Da svolgere:
**A)** Rispondi a queste domande sul brano che riguarda Gelmini e Confindustria:
(i) Tra chi si è discusso in quella sede?
(ii) Quale argomento, secondo il brano, si ritiene sia stato prescelto?
(iii) Da che cosa è desumibile tutto ciò?
**B)** Prosegui il brano su Gelmini e Confindustria a partire dalla sua ultima frase.

Estratto del documento:
──────────
Fatto sta che per questo motivo non sappiamo che cosa si sia discusso in quella sede tra Gelmini e Confindustria. Ma crediamo di non andare lontano dal vero se pensiamo che l’argomento prescelto sia stato quello dell’istruzione tecnica e della sua trasformazione in un docile strumento di quest’ultima per procurasi gratis quadri aziendali il più possibile sottomessi alle scelte produttive delle aziende.

Tutto ciò è desumibile da un documento di Confindustria ufficialmente non ancora reso pubblico, ma che ha cominciato a circolare.
──────────
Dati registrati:
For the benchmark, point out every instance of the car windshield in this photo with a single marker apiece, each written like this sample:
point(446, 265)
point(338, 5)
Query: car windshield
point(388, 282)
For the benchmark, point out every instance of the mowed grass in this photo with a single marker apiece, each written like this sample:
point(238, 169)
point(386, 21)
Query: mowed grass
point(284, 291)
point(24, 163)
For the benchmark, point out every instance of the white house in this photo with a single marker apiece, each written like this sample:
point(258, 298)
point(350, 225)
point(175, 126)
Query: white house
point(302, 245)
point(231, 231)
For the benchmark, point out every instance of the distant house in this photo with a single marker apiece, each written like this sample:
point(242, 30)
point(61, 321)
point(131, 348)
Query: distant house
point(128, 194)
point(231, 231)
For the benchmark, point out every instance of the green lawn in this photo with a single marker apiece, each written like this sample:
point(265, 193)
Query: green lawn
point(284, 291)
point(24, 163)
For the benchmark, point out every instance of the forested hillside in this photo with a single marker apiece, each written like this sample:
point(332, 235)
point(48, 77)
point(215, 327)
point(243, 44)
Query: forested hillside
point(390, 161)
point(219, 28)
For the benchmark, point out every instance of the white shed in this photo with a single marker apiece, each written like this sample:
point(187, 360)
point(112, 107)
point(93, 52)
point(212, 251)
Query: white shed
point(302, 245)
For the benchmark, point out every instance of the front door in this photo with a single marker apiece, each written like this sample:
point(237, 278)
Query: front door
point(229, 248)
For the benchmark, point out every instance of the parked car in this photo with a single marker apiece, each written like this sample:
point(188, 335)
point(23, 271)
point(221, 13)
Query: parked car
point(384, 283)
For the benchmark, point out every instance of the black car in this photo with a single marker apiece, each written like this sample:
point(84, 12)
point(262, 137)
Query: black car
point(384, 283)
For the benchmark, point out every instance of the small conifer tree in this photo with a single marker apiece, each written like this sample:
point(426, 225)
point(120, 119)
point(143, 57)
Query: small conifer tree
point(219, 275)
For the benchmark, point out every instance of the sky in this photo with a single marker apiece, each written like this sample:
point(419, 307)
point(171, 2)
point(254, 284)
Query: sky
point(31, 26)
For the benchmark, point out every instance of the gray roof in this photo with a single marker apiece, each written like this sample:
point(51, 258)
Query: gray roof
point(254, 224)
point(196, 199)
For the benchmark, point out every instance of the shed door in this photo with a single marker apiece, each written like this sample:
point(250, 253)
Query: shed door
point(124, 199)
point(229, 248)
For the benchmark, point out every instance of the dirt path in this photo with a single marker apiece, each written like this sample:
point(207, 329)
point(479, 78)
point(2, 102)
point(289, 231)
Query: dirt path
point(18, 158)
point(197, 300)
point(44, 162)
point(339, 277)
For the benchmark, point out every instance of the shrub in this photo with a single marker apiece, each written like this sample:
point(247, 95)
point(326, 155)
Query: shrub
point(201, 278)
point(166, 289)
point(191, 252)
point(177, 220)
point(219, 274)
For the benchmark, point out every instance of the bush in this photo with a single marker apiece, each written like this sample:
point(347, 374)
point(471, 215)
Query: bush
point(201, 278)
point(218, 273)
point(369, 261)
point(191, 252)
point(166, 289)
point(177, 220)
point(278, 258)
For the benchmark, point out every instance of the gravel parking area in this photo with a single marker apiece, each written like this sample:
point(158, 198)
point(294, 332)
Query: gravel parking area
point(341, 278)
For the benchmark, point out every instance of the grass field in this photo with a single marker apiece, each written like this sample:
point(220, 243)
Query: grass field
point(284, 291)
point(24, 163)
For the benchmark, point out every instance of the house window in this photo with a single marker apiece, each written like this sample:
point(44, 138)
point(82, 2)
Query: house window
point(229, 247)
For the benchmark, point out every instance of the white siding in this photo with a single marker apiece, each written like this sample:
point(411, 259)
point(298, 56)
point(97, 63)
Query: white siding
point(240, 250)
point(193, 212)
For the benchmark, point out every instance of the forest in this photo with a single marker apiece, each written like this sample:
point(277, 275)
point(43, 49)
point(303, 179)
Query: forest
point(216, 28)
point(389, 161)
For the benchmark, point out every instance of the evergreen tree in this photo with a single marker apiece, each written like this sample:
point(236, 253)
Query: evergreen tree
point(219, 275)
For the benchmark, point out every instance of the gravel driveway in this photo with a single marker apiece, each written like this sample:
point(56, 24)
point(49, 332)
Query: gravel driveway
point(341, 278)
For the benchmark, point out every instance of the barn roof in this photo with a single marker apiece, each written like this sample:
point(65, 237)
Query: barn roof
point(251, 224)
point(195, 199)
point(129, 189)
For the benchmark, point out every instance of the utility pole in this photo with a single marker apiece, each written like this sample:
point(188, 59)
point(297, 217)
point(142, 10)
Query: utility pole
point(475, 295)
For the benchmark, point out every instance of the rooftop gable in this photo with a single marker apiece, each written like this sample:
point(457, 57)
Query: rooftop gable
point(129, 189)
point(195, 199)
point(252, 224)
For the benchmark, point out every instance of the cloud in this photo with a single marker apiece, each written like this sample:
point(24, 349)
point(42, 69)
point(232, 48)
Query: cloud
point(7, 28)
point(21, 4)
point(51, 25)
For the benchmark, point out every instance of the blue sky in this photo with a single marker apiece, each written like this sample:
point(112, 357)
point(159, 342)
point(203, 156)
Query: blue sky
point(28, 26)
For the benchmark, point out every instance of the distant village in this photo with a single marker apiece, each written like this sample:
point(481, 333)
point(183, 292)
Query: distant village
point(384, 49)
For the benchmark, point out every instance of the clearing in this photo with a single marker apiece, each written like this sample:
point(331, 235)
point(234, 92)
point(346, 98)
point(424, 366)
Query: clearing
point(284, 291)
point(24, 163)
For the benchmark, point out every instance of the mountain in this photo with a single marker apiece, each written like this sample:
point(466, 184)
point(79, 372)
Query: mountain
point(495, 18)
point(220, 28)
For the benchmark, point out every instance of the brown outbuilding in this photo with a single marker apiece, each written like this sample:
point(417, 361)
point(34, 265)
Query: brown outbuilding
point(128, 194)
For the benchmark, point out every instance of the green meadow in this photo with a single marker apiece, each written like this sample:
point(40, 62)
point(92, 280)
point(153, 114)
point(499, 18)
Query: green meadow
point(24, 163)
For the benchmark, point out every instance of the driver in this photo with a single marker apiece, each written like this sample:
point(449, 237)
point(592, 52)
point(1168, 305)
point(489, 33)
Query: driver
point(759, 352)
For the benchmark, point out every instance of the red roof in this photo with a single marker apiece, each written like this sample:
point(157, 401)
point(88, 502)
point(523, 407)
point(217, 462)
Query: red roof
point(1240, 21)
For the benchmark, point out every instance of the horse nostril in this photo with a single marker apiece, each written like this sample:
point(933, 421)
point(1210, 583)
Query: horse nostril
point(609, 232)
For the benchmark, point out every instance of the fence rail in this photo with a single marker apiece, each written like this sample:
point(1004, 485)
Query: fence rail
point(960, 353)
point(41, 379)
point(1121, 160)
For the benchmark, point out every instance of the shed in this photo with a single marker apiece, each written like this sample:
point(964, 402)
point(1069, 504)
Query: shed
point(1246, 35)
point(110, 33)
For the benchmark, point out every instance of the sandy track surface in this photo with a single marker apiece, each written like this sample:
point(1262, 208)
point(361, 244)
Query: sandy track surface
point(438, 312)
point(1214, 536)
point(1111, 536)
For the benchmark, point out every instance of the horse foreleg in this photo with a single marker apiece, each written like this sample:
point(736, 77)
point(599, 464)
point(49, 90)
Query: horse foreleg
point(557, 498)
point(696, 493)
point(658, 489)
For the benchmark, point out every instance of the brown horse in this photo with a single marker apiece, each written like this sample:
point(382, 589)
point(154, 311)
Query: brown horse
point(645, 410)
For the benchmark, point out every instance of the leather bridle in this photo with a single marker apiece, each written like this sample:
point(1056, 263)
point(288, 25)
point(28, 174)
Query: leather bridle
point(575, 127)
──────────
Risposte all'esercizio:
**A)**
(i) Tra Gelmini e Confindustria.
(ii) L'istruzione tecnica e la sua trasformazione in un docile strumento di Confindustria per procurarsi gratis quadri aziendali il più possibile sottomessi alle scelte produttive delle aziende.
(iii) Da un documento di Confindustria non ancora reso pubblico ufficialmente, ma che ha cominciato a circolare.

**B)**
Il documento di Confindustria è definito “Action Plan”, come piace dire all’organizzazione degli industriali, alla quale piace anche chiamare l’educazione “Education”. E quella del lessico è una attenzione che va sottolineata visto che da un lato Confindustria, contraria alle due lingue straniere, sostiene che basta l’inglese ed anzi anche che un’altra disciplina (Matematica? Scienze? Storia?...magari pure Italiano) va insegnata in inglese (come se l’anglofonia fosse così di casa nel nostro Paese!), dall’altro perché per attenuare gli allarmi, soprattutto quelli intorno alla trasformazione del Consiglio di Istituto in un Consiglio di Amministrazione aziendalista, Confindustria pensa che sia sufficiente dargli un altro nome “meno aziendale”, come se il mondo della scuola fosse fatto di stupidi che guardano ai nomi e non alla sostanza.

Ma andiamo con ordine.
L’Action Plan è diviso in tre sezioni: contenuti, governance (ah, l’inglese!!!!) e risorse umane.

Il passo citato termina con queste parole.